9
4.2.6.2 Installatie
U kunt een pijp aan een permanente structuur bevestigen en daar vervolgens
het sensorpakket aan bevestigen (zie Figuur 8). De U-bouten zijn geschikt
voor een pijpdiameter van 2,5 - 5 cm (pijp niet inbegrepen).
Figuur 8: Installatieschema van sensorpakket
Plaats het sensorpakket uiteindelijk bovenop de voorbereide installatiepijp. De
U-bouten zouden hiervoor los genoeg moeten zitten, draai de moeren anders
wat losser.
Eenmaal op zijn plek, draait u alle vier de moeren gelijkmatig handvast.
Het gehele pakket dient nu in de juiste richting te worden afgesteld door het
bovenop de installatiepijp te draaien. Zoek naar de pijl gemarkeerd “WEST”

(Brongegevens)
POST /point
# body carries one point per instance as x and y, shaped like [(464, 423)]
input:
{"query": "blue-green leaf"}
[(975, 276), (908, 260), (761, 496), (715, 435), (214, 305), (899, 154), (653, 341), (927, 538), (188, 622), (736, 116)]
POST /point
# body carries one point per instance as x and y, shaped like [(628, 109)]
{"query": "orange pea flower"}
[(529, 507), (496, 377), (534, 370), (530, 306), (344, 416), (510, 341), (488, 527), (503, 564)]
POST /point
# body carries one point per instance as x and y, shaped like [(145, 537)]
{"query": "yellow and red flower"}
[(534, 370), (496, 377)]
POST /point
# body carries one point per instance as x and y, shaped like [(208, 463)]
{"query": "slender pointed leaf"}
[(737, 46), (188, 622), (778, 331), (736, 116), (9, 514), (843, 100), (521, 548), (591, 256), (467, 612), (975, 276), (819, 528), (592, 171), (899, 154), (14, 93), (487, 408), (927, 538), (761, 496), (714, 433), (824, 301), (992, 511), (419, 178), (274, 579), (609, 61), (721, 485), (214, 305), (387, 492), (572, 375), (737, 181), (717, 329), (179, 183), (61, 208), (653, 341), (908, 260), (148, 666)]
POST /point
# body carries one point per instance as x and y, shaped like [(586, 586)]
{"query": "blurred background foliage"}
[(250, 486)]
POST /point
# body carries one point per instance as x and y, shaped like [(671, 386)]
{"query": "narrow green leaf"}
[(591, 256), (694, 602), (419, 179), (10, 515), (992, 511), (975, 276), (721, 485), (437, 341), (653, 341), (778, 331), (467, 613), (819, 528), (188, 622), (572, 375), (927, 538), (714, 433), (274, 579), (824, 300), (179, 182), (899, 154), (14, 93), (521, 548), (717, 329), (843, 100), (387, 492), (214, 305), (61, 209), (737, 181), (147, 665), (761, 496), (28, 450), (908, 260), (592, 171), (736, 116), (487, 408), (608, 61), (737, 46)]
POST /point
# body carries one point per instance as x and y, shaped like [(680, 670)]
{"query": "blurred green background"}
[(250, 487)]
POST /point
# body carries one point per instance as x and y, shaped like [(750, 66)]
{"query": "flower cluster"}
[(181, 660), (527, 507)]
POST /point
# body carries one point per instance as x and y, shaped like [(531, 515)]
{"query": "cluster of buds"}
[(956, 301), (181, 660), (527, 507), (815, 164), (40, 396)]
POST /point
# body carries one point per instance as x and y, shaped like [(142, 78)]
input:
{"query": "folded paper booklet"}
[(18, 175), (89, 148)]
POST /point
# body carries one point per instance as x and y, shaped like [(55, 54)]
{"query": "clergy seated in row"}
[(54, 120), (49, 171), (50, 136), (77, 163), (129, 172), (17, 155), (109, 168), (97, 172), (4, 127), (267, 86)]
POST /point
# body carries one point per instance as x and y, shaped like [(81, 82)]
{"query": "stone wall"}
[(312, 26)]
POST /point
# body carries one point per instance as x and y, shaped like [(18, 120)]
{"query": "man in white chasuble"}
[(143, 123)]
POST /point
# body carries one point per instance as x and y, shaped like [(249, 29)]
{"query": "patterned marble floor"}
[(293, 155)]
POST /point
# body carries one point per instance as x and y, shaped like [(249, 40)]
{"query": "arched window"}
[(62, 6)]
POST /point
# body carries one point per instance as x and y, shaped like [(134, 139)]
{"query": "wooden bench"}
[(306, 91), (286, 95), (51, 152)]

[DOEL A] Voor welke pijpdiameter zijn de U-bouten volgens de aangeleverde tekst geschikt?
[DOEL B] Geef uit de aangeleverde tekst letterlijk alles weer vanaf "Figuur 8: Installatieschema" tot en met "wat losser.".
De items zijn afzonderlijk materiaal en horen niet bij de aangeleverde tekst.

[JUIST RESULTAAT A] Voor een pijpdiameter van 2,5 - 5 cm.

[JUIST RESULTAAT B]
Figuur 8: Installatieschema van sensorpakket
Plaats het sensorpakket uiteindelijk bovenop de voorbereide installatiepijp. De
U-bouten zouden hiervoor los genoeg moeten zitten, draai de moeren anders
wat losser.